_Description of the task_
Every single entry that follows is to be retyped exactly.

--- Exercise inputs Enclosed Below ---

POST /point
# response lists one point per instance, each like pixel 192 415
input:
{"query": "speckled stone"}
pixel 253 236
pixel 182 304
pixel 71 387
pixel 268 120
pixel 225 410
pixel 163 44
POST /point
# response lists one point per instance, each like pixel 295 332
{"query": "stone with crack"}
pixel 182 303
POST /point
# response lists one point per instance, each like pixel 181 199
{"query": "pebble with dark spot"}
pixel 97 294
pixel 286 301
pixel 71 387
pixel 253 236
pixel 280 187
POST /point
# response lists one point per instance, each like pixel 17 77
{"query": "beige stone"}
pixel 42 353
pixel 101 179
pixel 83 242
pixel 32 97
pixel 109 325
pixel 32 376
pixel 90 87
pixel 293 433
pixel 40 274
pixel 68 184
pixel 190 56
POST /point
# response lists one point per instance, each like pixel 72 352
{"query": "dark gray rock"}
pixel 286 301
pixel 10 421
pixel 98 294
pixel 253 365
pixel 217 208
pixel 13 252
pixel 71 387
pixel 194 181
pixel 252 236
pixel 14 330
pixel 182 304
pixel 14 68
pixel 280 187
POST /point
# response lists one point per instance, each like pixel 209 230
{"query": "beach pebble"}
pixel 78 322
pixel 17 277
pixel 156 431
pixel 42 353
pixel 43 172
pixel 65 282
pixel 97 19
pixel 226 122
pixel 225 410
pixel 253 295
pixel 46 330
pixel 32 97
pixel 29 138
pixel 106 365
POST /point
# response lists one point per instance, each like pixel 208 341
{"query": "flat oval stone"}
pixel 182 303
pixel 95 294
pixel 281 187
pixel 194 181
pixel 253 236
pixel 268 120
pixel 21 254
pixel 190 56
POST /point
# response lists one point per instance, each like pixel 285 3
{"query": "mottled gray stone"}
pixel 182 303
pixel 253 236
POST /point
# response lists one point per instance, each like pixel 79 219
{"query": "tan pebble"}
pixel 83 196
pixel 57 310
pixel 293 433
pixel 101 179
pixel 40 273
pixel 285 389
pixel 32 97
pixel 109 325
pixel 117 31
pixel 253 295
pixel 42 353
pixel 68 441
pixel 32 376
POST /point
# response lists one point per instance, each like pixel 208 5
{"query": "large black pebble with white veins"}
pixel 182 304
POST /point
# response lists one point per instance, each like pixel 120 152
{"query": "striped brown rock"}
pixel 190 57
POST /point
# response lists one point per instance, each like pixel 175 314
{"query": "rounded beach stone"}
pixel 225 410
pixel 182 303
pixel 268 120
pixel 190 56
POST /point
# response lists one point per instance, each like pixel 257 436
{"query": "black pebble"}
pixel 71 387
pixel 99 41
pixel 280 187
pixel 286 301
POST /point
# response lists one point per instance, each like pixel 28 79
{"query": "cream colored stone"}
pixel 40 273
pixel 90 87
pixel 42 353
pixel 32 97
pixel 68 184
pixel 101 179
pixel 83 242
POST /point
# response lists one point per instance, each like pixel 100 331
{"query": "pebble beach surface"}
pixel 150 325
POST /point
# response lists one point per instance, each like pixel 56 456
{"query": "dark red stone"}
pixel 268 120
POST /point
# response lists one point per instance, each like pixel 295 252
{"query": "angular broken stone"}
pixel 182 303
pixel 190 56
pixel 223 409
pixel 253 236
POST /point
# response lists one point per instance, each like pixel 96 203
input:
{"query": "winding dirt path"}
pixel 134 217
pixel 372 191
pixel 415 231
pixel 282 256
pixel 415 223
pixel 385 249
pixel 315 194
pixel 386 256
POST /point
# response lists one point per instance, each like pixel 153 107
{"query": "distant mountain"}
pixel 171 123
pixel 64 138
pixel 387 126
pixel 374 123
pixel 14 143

--- End of Enclosed Exercise inputs ---

_Written solution_
POST /point
# response lists one point per instance, each like pixel 192 415
input:
{"query": "speckled stone"}
pixel 253 236
pixel 182 304
pixel 71 387
pixel 268 120
pixel 225 410
pixel 163 44
POST /point
# response lists one point per instance, each like pixel 295 332
{"query": "stone with crack"}
pixel 182 303
POST /point
# response lists one point per instance, each like pixel 181 199
{"query": "pebble with dark spot"}
pixel 97 294
pixel 286 301
pixel 71 387
pixel 253 236
pixel 280 187
POST /point
# response lists one point per instance, each like pixel 17 77
{"query": "beige stone"}
pixel 42 353
pixel 101 179
pixel 83 242
pixel 32 97
pixel 109 325
pixel 32 376
pixel 90 87
pixel 293 433
pixel 40 274
pixel 68 184
pixel 190 56
POST /point
# response lists one point per instance, each like pixel 72 352
{"query": "dark gray rock"}
pixel 286 301
pixel 10 421
pixel 98 294
pixel 253 365
pixel 217 208
pixel 13 252
pixel 71 387
pixel 194 181
pixel 252 236
pixel 14 330
pixel 182 304
pixel 14 68
pixel 280 187
POST /point
# response lists one point per instance, each like pixel 209 230
{"query": "beach pebble"}
pixel 78 322
pixel 17 277
pixel 156 431
pixel 42 353
pixel 43 172
pixel 65 282
pixel 97 19
pixel 226 122
pixel 225 410
pixel 253 295
pixel 46 330
pixel 32 97
pixel 29 138
pixel 106 365
POST /point
# response lists one point per instance, each like pixel 208 341
{"query": "flat oval stone"}
pixel 182 303
pixel 95 294
pixel 281 187
pixel 194 181
pixel 253 236
pixel 268 120
pixel 21 254
pixel 190 56
POST /point
# response lists one point per instance, each like pixel 285 3
{"query": "mottled gray stone"}
pixel 182 303
pixel 253 236
POST /point
# response lists one point per instance, each like pixel 79 219
{"query": "tan pebble"}
pixel 83 196
pixel 57 310
pixel 293 433
pixel 101 179
pixel 40 273
pixel 285 389
pixel 32 97
pixel 109 325
pixel 117 31
pixel 253 295
pixel 42 353
pixel 68 441
pixel 32 376
POST /point
# response lists one point per instance, each like pixel 208 5
{"query": "large black pebble with white veins"}
pixel 182 304
POST /point
# response lists one point per instance, each like pixel 120 152
{"query": "striped brown rock"}
pixel 190 57
POST /point
# response lists one point per instance, each like pixel 175 314
{"query": "rounded beach stone"}
pixel 225 410
pixel 182 303
pixel 268 120
pixel 190 56
POST /point
# response lists one point per instance, each like pixel 257 436
{"query": "black pebble"}
pixel 71 387
pixel 99 41
pixel 280 187
pixel 286 301
POST /point
# response lists one point per instance, each like pixel 28 79
{"query": "cream colored stone"}
pixel 40 273
pixel 90 87
pixel 42 353
pixel 32 97
pixel 68 184
pixel 101 179
pixel 83 242
POST /point
# response lists one point per instance, each like pixel 100 331
{"query": "pebble beach surface"}
pixel 150 325
POST /point
# response lists one point per instance, each like pixel 56 456
{"query": "dark red stone"}
pixel 268 120
POST /point
# response lists one point per instance, each like pixel 295 252
{"query": "angular broken stone"}
pixel 182 303
pixel 190 56
pixel 223 409
pixel 253 236
POST /point
# response lists one point per instance, each like pixel 96 203
input:
{"query": "winding dirt path"}
pixel 134 217
pixel 372 191
pixel 415 231
pixel 282 256
pixel 415 223
pixel 385 249
pixel 315 194
pixel 386 256
POST /point
# response lists one point per instance, each like pixel 153 107
{"query": "distant mountain"}
pixel 171 123
pixel 64 138
pixel 387 126
pixel 374 123
pixel 14 143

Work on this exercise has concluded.